> [Texto de origen]:
---

En nuestro continente mucho tiempo vivimos en el desajuste de los relojes; íbamos en vagón de tercera hacia el desarrollo, hasta que el desarrollo se convirtió en esto: petróleo recalentando la atmósfera, sierras eléctricas talando las selvas, glaciares derritiéndose, ciudades asfixiándose, mares creciendo, plásticos inundando la tierra y el mar y hasta el torrente circulatorio. Habría sido útil cobrar conciencia a tiempo de que nuestro mundo no cabía en esas cartillas ni casaba en esos guantes. Algunos pueblos nativos comprendieron primero que la idea de que Dios tiene forma humana despoja al cielo de jaguares y condena a muerte a las iguanas y a los pájaros. Hay que saber que un jaguar no es apenas un animal sino la salud de un ecosistema; que el ser humano, para sobrevivir, tiene que representar la salud del mundo, y saber esas cosas es la democracia. Qué lejano y decadente se ve ya Ernest Hemingway con su sombrerito y su traje caqui demoliendo elefantes. Ahora los jóvenes necesitan todo su amor por el vértigo y por el peligro para convertirse en los salvadores de los jaguares y los tiburones, del mar y del musgo.
Un orden tan precario no justifica gastos militares tan exorbitantes que además abusan de sus armas. Creo que no sobreviviremos sin una apasionada reinvención de la democracia. Lograr una política en la que quepan el agua y el oxígeno, las selvas y los territorios, los ríos y los alimentos, la austeridad y la responsabilidad, una democracia donde quepan la belleza y la imaginación. En Colombia se ha dicho mucho que es imperativo sacar a las armas de la política. Tan urgente como eso es algo mucho más difícil: sacar al dinero de la política y meter en ella a la gente. Ese es tal vez el principal cambio que necesita la democracia, para que quepan en ella los manantiales y la salud, la educación y la naturaleza, la familia y la protección de la vejez, el trabajo y el territorio.
Como un deber moral pero sobre todo como un ejercicio de supervivencia, hay que sacar el dinero de la política: poner freno a la plutocracia, al negocio de las curules, al lobby de las corporaciones, al poder antidemocrático del dinero, a la política como negocio. Una política como iniciativa ciudadana y comunidades reales. Elecciones sin costo alguno, sin más publicidad que la imaginación y el entusiasmo popular, administraciones austeras, gobernantes sin privilegios, la política como un servicio público, no este bazar de la envidia, del odio y de la ambición.

---

> [Líneas de datos]:
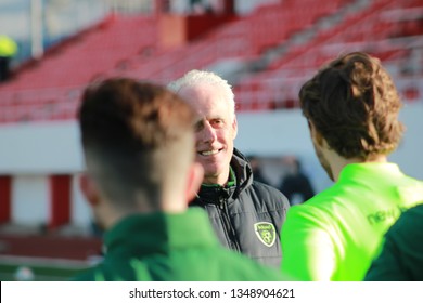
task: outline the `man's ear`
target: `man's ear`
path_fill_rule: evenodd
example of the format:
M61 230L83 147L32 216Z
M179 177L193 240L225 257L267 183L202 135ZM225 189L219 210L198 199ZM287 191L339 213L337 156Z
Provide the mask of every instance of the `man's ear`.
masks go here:
M188 181L187 181L187 202L191 202L196 193L198 193L200 186L202 185L204 179L204 169L203 166L194 162L191 164L188 171Z
M94 181L87 173L79 176L79 188L91 207L95 207L100 201L100 193Z
M308 122L308 129L310 130L310 136L313 142L316 142L319 146L322 146L323 144L323 136L321 133L316 129L315 124L307 120Z

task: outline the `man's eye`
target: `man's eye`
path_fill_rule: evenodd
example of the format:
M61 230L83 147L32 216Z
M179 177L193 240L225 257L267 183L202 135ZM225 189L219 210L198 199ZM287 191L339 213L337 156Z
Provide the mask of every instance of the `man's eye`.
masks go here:
M213 120L211 123L213 123L214 126L216 126L216 127L219 127L219 126L223 124L223 120L219 120L219 119Z

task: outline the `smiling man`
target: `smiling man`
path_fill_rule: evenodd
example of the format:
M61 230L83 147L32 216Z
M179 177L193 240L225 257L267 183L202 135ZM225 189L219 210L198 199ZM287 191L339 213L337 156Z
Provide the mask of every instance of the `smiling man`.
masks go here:
M169 88L196 113L196 161L204 179L191 206L207 210L226 247L279 266L279 235L289 201L278 189L254 181L249 162L234 148L238 123L231 87L214 73L191 70Z

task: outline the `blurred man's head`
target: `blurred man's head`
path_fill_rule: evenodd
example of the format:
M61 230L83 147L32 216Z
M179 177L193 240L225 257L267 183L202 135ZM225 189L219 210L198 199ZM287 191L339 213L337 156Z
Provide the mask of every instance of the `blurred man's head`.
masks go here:
M329 63L303 85L299 101L326 171L331 164L322 147L366 162L385 157L400 142L401 101L381 62L366 53L350 53Z
M196 111L196 161L204 168L203 182L226 184L238 132L231 87L216 74L191 70L169 88Z
M88 170L81 188L100 224L185 209L202 169L193 164L194 113L184 101L151 83L108 79L85 91L79 122Z

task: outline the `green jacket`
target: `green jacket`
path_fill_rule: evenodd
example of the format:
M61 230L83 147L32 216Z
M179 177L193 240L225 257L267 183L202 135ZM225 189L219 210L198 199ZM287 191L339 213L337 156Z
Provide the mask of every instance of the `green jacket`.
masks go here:
M104 245L104 260L74 280L285 280L277 269L223 248L196 208L131 215L105 234Z
M423 281L423 203L403 212L384 237L367 281Z

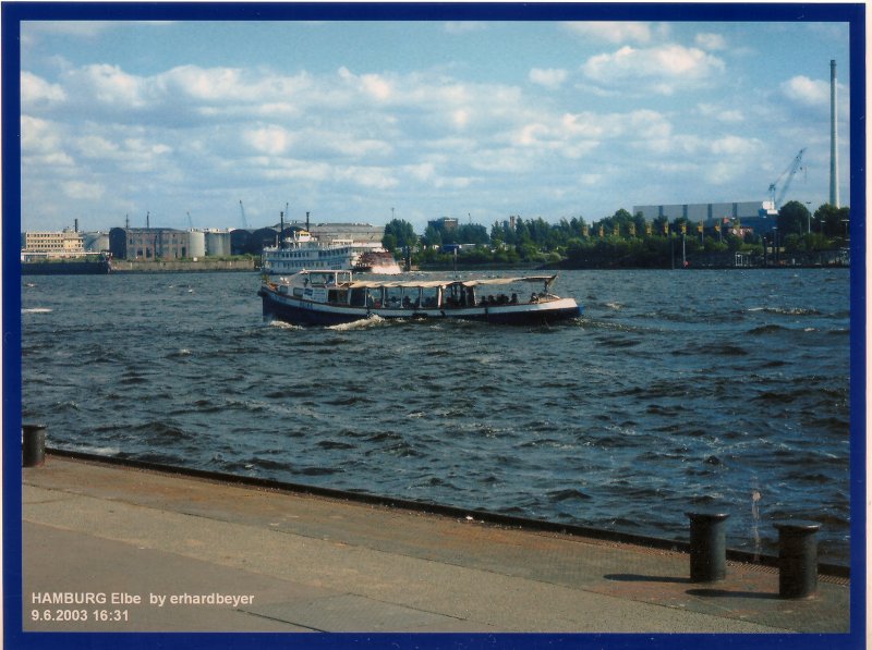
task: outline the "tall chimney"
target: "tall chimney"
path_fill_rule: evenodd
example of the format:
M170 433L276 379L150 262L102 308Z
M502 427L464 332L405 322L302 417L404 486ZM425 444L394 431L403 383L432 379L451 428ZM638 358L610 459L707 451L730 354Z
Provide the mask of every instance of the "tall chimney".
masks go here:
M829 61L829 205L838 208L838 120L836 119L836 60Z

---

> [Ejercicio propuesto]:
Vuelve a escribir sin cambiar nada el pasaje del texto de origen que va desde "Como un deber" hasta "de la ambición.", incluidas ambas partes. Las líneas de datos no hacen falta para este ejercicio.

> [Ejercicio resuelto]:
Como un deber moral pero sobre todo como un ejercicio de supervivencia, hay que sacar el dinero de la política: poner freno a la plutocracia, al negocio de las curules, al lobby de las corporaciones, al poder antidemocrático del dinero, a la política como negocio. Una política como iniciativa ciudadana y comunidades reales. Elecciones sin costo alguno, sin más publicidad que la imaginación y el entusiasmo popular, administraciones austeras, gobernantes sin privilegios, la política como un servicio público, no este bazar de la envidia, del odio y de la ambición.